Convert the records starting at the line containing "A quick favor: can you find the wolf's front" and ending after the line containing "[0,0,474,233]" into a two-column CSV with the headers text and answer. Give one row per record, putting each value in a single quoted field and replacing line breaks with spaces.

Records from a dataset
☆ ☆ ☆ ☆ ☆ ☆ ☆
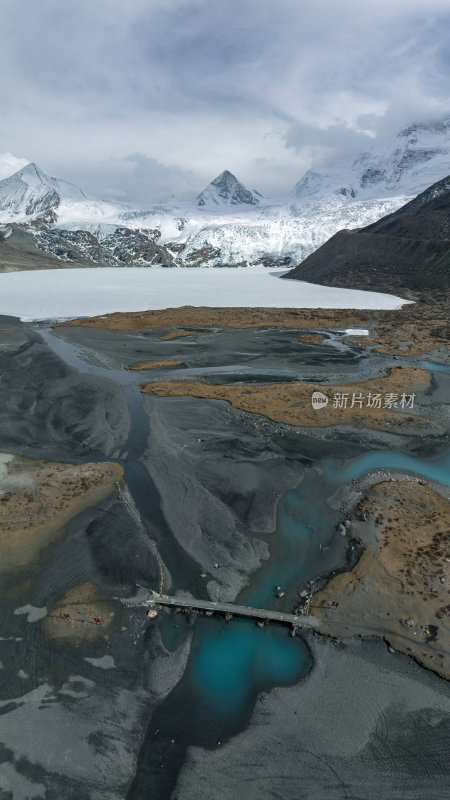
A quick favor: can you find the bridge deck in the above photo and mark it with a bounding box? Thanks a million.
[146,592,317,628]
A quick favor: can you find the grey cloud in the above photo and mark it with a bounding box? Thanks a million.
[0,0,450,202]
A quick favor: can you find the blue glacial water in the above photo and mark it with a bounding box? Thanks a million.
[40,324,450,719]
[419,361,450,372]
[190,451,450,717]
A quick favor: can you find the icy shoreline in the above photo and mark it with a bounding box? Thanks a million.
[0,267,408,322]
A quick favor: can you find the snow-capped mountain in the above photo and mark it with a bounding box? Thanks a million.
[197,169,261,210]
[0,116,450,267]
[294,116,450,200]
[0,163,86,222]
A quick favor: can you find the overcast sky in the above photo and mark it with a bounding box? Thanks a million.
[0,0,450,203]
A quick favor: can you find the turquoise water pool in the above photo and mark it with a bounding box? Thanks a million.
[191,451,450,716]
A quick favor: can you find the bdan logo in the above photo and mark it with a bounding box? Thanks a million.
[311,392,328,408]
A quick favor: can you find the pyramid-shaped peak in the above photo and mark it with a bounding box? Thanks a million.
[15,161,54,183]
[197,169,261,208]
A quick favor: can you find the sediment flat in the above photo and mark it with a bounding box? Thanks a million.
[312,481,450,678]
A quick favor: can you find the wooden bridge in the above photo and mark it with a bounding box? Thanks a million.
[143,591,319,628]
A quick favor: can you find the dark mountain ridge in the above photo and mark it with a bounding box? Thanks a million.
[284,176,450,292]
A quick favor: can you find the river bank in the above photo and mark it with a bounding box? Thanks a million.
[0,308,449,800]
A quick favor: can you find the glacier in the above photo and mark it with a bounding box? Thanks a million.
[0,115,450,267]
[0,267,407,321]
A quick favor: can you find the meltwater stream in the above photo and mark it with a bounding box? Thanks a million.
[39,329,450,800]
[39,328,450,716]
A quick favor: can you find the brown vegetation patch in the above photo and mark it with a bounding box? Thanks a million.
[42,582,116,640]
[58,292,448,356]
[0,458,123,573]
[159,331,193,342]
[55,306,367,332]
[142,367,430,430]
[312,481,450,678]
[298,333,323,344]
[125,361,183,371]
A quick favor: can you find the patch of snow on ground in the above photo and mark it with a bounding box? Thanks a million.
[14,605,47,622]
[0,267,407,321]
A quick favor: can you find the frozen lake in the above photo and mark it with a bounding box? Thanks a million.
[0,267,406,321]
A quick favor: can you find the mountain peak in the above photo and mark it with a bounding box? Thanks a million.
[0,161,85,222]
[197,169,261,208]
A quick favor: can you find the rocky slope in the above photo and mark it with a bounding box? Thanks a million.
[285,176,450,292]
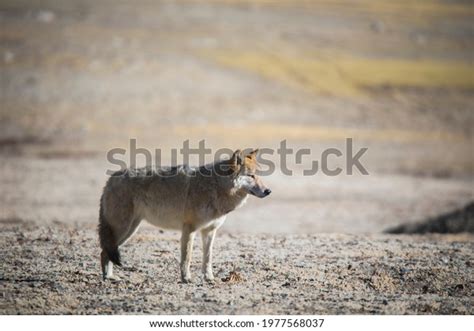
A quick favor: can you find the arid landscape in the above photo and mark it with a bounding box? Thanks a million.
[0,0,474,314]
☆ ☆ ☆ ☆ ☆ ☆ ☆
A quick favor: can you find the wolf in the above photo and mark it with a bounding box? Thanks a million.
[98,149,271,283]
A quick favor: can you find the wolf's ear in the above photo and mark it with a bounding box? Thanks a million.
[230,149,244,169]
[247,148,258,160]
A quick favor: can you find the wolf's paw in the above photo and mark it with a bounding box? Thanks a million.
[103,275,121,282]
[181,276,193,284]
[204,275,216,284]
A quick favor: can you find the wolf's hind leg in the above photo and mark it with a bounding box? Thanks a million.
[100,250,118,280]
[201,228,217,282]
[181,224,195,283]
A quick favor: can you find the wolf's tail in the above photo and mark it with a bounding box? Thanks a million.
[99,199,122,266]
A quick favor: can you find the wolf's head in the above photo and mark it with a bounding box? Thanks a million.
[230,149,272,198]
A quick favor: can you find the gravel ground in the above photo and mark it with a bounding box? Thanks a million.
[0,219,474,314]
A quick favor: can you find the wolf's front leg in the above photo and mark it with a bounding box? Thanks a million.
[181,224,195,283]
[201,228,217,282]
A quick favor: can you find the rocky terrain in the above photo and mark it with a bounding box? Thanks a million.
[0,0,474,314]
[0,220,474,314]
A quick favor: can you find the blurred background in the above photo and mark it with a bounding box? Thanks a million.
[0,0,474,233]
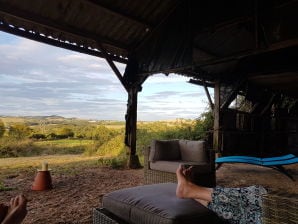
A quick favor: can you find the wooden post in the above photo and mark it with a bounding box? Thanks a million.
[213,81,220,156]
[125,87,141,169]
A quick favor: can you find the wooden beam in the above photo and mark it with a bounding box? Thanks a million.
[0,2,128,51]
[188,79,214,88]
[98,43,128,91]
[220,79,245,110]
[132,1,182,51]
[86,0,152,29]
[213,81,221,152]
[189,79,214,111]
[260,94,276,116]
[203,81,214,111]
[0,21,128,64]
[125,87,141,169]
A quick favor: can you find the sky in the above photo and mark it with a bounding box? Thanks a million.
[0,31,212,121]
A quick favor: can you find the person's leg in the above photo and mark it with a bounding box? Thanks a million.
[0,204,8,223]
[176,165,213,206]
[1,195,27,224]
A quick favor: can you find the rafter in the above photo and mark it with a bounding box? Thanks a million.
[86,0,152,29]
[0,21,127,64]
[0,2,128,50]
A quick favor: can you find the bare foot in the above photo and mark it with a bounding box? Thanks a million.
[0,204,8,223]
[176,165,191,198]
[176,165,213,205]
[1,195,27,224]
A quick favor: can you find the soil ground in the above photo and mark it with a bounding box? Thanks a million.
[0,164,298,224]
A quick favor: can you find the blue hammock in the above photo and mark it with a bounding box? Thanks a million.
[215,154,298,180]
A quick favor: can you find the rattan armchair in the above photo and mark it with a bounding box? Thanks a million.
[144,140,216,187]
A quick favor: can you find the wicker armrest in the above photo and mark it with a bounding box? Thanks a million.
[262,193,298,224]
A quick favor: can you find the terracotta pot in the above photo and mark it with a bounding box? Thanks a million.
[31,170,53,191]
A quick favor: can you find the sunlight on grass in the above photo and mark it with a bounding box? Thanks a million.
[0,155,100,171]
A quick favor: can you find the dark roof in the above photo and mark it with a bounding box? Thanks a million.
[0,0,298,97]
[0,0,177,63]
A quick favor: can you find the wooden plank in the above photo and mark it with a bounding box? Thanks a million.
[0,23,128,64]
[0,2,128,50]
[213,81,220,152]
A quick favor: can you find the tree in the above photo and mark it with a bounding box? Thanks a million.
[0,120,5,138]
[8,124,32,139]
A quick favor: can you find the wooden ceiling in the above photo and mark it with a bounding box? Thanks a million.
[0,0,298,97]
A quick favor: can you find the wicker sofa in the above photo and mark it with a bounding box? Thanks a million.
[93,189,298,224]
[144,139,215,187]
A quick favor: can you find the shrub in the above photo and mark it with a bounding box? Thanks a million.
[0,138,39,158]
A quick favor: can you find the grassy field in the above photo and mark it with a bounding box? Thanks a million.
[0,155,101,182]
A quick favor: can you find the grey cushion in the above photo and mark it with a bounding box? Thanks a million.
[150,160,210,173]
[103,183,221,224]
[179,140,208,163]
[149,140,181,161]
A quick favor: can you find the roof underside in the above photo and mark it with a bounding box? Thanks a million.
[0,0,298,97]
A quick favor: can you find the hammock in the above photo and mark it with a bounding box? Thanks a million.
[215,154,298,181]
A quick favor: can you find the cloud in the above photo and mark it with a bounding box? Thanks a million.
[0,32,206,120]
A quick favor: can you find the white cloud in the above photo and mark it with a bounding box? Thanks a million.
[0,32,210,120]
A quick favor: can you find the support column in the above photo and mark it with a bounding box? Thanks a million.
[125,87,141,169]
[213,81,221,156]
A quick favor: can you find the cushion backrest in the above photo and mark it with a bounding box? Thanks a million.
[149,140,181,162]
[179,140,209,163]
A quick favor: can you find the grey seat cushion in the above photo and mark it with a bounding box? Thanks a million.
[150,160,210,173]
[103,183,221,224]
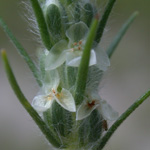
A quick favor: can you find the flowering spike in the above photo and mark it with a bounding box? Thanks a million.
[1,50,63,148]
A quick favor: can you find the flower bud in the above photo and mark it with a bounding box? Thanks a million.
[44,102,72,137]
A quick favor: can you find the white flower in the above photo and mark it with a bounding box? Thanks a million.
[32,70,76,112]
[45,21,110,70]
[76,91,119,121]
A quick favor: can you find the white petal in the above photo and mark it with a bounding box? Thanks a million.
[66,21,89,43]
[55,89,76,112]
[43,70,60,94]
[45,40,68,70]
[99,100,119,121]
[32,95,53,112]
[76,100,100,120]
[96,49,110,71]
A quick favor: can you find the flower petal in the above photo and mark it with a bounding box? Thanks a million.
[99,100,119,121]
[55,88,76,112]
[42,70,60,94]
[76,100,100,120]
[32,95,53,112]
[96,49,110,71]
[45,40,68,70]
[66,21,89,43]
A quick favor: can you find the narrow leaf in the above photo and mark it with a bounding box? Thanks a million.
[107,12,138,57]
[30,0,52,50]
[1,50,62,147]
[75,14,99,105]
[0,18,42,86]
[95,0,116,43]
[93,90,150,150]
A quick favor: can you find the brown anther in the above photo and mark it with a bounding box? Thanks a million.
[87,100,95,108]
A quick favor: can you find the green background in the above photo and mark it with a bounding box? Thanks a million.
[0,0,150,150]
☆ ☆ ☆ ☆ ☆ ☆ ☆
• [Solution for this task]:
text,answer
"A quick favor: can you find the wolf's front leg in the above photo and mark it with a bounding box? Thanks a million.","[181,224,195,283] [201,228,217,282]"
"A quick favor: can you find the rocky terrain in the above photo and mark it with a bounding box? Thanks a million.","[0,0,474,314] [0,220,474,314]"
"A quick favor: can you find the blurred background in the above photo and mark it with a bounding box? Thanks a million.","[0,0,474,233]"